In the records below, find the line containing "target | yellow maple leaf", then copy that line and all lines after it, exactly, omitting every picture.

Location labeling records
══════════

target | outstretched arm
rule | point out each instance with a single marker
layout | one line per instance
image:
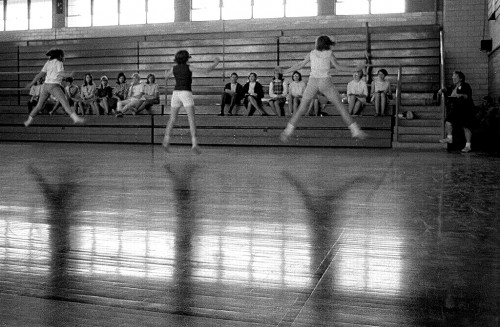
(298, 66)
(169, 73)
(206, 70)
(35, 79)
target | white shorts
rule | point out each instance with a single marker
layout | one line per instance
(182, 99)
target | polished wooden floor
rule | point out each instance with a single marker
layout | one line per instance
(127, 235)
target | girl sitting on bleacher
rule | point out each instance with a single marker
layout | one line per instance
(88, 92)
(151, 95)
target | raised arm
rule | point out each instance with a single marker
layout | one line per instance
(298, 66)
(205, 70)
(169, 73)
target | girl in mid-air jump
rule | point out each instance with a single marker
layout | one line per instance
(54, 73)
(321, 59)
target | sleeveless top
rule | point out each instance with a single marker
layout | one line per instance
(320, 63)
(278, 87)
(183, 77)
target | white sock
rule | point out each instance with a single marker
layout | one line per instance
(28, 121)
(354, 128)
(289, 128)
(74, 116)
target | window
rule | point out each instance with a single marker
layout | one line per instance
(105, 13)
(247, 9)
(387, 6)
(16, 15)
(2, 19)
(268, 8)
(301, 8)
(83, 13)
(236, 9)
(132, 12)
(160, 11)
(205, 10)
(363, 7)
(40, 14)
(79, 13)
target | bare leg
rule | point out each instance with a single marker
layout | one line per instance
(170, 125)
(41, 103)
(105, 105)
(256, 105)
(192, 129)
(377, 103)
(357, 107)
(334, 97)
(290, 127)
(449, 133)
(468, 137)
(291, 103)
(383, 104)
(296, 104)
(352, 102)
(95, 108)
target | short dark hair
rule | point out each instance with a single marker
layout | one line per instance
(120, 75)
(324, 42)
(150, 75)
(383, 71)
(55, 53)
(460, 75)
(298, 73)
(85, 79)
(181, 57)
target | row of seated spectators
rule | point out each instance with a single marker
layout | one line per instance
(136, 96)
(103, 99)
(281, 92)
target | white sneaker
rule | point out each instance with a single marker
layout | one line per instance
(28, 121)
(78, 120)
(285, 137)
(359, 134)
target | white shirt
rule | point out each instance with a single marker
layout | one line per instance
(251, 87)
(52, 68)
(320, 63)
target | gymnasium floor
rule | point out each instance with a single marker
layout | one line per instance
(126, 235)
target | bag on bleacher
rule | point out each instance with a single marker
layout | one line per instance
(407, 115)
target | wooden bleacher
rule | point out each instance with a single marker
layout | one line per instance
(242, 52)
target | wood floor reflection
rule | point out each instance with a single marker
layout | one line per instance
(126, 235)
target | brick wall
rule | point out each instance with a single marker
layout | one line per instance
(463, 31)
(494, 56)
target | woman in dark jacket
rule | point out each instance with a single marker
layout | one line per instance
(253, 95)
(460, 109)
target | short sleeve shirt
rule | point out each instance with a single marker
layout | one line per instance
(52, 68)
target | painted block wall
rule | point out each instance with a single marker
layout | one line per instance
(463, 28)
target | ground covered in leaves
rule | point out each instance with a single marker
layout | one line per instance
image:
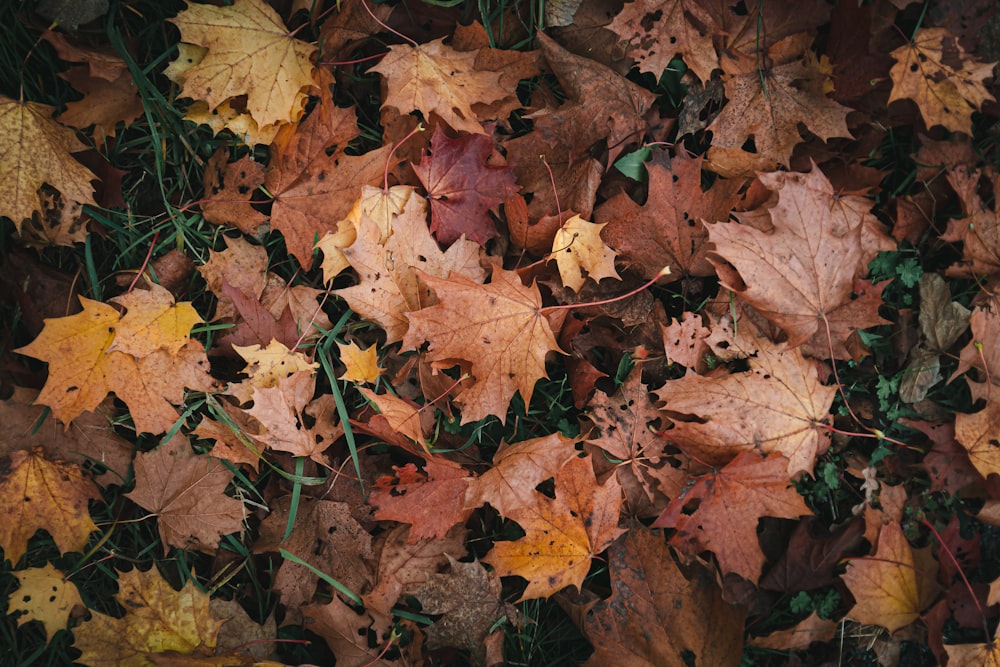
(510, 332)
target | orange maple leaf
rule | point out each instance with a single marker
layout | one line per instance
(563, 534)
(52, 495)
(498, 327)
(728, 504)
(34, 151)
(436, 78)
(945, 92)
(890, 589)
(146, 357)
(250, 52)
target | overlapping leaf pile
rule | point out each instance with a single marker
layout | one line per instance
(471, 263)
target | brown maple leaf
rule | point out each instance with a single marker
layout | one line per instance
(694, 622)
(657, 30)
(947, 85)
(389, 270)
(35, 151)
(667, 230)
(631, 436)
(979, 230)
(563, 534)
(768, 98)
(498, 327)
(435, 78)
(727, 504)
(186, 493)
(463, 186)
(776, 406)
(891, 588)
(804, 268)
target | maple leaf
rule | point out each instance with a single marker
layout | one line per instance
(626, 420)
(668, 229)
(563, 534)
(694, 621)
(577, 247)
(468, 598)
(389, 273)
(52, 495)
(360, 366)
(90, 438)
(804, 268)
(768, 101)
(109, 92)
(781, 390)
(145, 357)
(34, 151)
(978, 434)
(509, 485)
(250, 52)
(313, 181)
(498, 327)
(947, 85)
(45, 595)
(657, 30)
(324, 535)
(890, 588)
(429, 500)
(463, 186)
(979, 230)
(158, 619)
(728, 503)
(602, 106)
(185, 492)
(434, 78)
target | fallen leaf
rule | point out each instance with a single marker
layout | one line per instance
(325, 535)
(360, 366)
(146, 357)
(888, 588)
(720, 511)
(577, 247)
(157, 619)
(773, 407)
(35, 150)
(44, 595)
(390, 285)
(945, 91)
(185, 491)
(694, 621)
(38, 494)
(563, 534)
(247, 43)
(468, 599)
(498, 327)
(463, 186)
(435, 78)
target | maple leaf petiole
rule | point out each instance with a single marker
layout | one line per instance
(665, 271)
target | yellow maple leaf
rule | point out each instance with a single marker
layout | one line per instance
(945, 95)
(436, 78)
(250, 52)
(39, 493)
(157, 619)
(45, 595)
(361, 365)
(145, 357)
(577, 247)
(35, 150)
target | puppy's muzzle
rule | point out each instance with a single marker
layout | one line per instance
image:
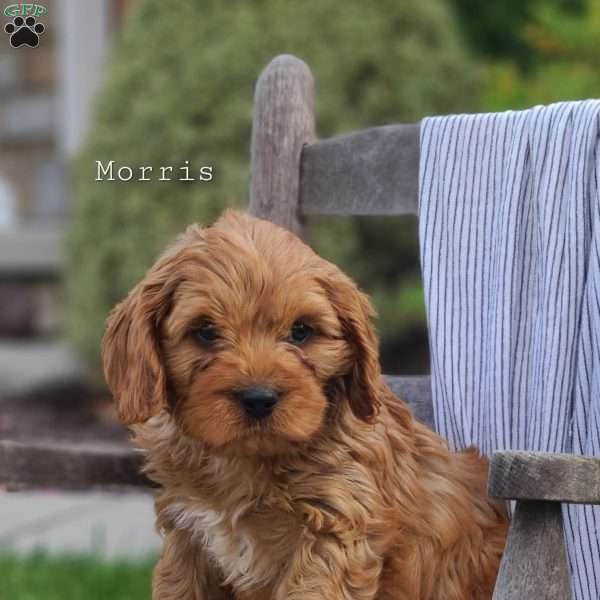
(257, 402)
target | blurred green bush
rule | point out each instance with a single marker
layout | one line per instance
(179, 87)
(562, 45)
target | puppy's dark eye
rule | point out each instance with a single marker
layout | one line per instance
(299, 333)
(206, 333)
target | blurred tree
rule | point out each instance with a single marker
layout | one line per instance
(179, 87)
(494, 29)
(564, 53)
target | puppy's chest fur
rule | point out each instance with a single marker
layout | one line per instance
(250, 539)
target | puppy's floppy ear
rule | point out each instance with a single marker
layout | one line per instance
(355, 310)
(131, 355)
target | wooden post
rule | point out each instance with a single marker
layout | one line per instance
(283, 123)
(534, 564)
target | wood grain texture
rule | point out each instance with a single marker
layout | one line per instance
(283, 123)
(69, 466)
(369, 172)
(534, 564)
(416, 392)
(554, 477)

══════════

RESULT OF THIS TASK:
target | yellow maple leaf
rule | point out each instance with a single marker
layout | one line per instance
(945, 95)
(436, 78)
(250, 52)
(39, 493)
(157, 619)
(45, 595)
(361, 365)
(145, 357)
(577, 247)
(35, 150)
target | puppy's muzzle
rule | point out each instance with a single marker
layout | one line per instance
image:
(257, 402)
target | blurred green bush
rule | point out each instance with a single marker
layout | one line per instance
(179, 87)
(562, 45)
target | puppy's dark eye
rule | point out each instance with a single marker
layout | one line per instance
(299, 333)
(206, 333)
target | blurred tree
rule | point out each instance with a single marker
layout | one line per instance
(179, 87)
(494, 29)
(564, 53)
target | puppy's chest fur
rule | point out each instance with a single marker
layout | one line per instance
(250, 539)
target | puppy's floppy ear
rule | point out each instance with a single marker
layout | one line per instance
(355, 310)
(131, 355)
target | wooden post
rule | point out each instance with a single marker
layout | one line per instance
(283, 123)
(534, 564)
target | wood grain texture
rule | point out each instance with a single marker
layout | one line per instance
(283, 123)
(69, 466)
(369, 172)
(534, 564)
(416, 392)
(554, 477)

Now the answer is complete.